> _Short problem_: Output all the entries word for word. Omit the pictures.
[Begin Provided data]
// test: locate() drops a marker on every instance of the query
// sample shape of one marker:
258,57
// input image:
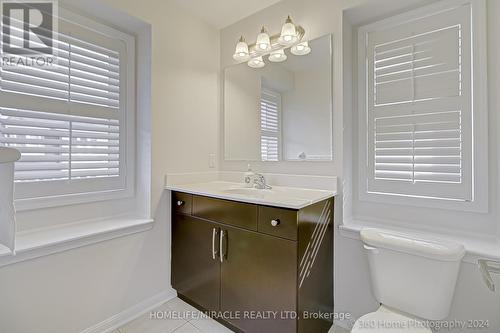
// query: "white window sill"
476,248
41,242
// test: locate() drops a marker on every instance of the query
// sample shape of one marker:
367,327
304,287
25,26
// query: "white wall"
73,290
353,292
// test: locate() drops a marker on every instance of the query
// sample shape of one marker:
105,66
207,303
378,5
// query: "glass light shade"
241,53
263,43
256,62
289,34
301,49
277,56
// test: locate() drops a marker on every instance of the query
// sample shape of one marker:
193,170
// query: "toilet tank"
412,274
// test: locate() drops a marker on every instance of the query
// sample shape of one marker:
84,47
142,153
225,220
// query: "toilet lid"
386,321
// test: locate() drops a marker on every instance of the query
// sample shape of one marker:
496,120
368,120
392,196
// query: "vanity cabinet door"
195,271
258,278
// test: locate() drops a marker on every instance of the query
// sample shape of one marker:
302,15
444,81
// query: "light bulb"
256,62
289,34
301,49
277,56
263,43
241,53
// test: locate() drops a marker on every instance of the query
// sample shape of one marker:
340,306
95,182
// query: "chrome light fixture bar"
290,37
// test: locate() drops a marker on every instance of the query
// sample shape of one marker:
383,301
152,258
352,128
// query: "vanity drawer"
224,211
182,203
284,220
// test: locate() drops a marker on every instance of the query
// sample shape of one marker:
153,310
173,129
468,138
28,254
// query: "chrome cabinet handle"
221,247
214,251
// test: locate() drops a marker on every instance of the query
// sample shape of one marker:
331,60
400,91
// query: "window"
73,121
270,125
417,104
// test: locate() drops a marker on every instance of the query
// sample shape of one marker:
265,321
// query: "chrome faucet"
259,182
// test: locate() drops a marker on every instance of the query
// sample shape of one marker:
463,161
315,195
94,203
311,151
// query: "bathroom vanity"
256,267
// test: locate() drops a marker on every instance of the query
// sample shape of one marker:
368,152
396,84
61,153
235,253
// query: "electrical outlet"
211,161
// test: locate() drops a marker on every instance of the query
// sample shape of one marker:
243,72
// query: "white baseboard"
120,319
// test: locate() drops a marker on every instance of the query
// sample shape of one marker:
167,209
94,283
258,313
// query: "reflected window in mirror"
270,125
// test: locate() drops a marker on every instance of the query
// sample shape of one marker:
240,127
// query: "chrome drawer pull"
221,243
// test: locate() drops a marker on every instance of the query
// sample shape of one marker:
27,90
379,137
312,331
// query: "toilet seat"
386,320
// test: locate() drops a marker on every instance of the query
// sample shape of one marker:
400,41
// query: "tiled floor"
194,323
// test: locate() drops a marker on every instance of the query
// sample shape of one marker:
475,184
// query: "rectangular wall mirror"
283,111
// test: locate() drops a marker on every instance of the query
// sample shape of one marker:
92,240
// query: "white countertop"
278,196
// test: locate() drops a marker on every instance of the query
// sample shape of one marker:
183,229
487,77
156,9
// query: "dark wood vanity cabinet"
255,268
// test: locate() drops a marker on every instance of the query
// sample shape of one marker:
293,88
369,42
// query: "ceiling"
221,13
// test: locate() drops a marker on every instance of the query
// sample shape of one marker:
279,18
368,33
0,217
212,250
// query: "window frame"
[End Provided data]
> _Worked solution_:
// test: locate() drops a marker on every instance of the query
// sample shape of one marker:
258,57
// input image:
// query: "white window sill"
476,248
41,242
// test: locate() drops a marker on every instance of the query
// sample shape of one marker:
367,327
304,287
25,26
// query: "white wall"
73,290
353,292
// test: locate() drops a marker on every instance of the query
// sample shape of one marker:
105,66
207,303
378,5
// query: "glass light shade"
241,53
263,43
256,62
289,34
301,49
277,56
// test: locate() drops a marker on every instance of the query
// sample shape of one marker:
193,170
// query: "toilet tank"
412,274
// test: locate() drops a marker on every instance of the query
// sample shape of one marker:
84,47
142,153
225,220
// query: "toilet lid"
386,321
// test: locate() drops a marker on every instance of the query
// sample shape of one marker:
496,120
368,120
392,196
// query: "vanity cabinet door"
195,271
258,278
// test: locate() drops a marker on every instance of the query
// sample shape of one marker:
302,15
444,81
// query: "light bulb"
256,62
289,34
301,49
277,56
263,43
241,53
// test: locate() drops a marker on every instance of the query
// sample shape of one marker:
340,306
95,182
// query: "chrome light fixture bar"
290,37
// test: locate() drops a marker on every instance of the query
// sample shape of one marker:
383,301
152,258
352,128
// query: "vanity drawer"
224,211
182,203
284,220
// test: locate() drops a marker on every instance of the query
// sample shape of one marker:
153,310
173,129
468,138
28,254
// query: "chrome cabinet handle"
221,247
214,251
// test: locate() drops a marker on every instance of the query
// sample shape of one marker:
331,60
400,91
// query: "window"
73,121
270,125
417,104
// test: locate() drops a marker on every instance of the query
// sample shape of one marker:
265,321
// query: "chrome faucet"
259,182
// test: locate() drops a marker on every instance of the query
// sample shape of one marker:
463,161
315,195
94,203
311,151
// query: "bathroom vanity"
256,267
// test: locate() drops a marker on every instance of the query
// sample shape of one marker:
368,152
396,84
61,153
235,253
// query: "electrical outlet"
211,161
// test: locate() drops a marker on every instance of the query
// sample shape of one marker:
243,72
// query: "white baseboard"
120,319
// test: locate() drops a marker on every instance of the query
// sample shape of one marker:
167,209
94,283
258,313
// query: "reflected window in mirror"
270,125
// test: locate() drops a marker on every instance of the query
// sample shape of one marker:
240,127
// query: "chrome drawer pull"
221,243
// test: locate() drops a marker on every instance of the query
// sample shape of one marker:
27,90
379,137
312,331
// query: "toilet seat"
386,320
// test: locate() drops a marker on every instance of the query
// sample shape of one marker:
400,41
// query: "tiled floor"
194,323
// test: locate() drops a marker on every instance of the query
// sample shape of one marker:
475,184
// query: "rectangular wall mirror"
283,111
// test: locate() drops a marker on every instance of the query
// sample shape of one marker:
92,240
// query: "white countertop"
278,196
// test: locate() drops a marker on every instance of the query
// sample shape of one marker:
183,229
487,77
156,9
// query: "dark wood vanity cabinet"
255,268
// test: locate() drops a marker on every instance of the query
// sample shape of one marker:
293,88
369,42
// query: "ceiling"
221,13
// test: locate() drops a marker on every instance of the query
// sample shape of one marker:
279,18
368,33
0,217
212,250
// query: "window frame"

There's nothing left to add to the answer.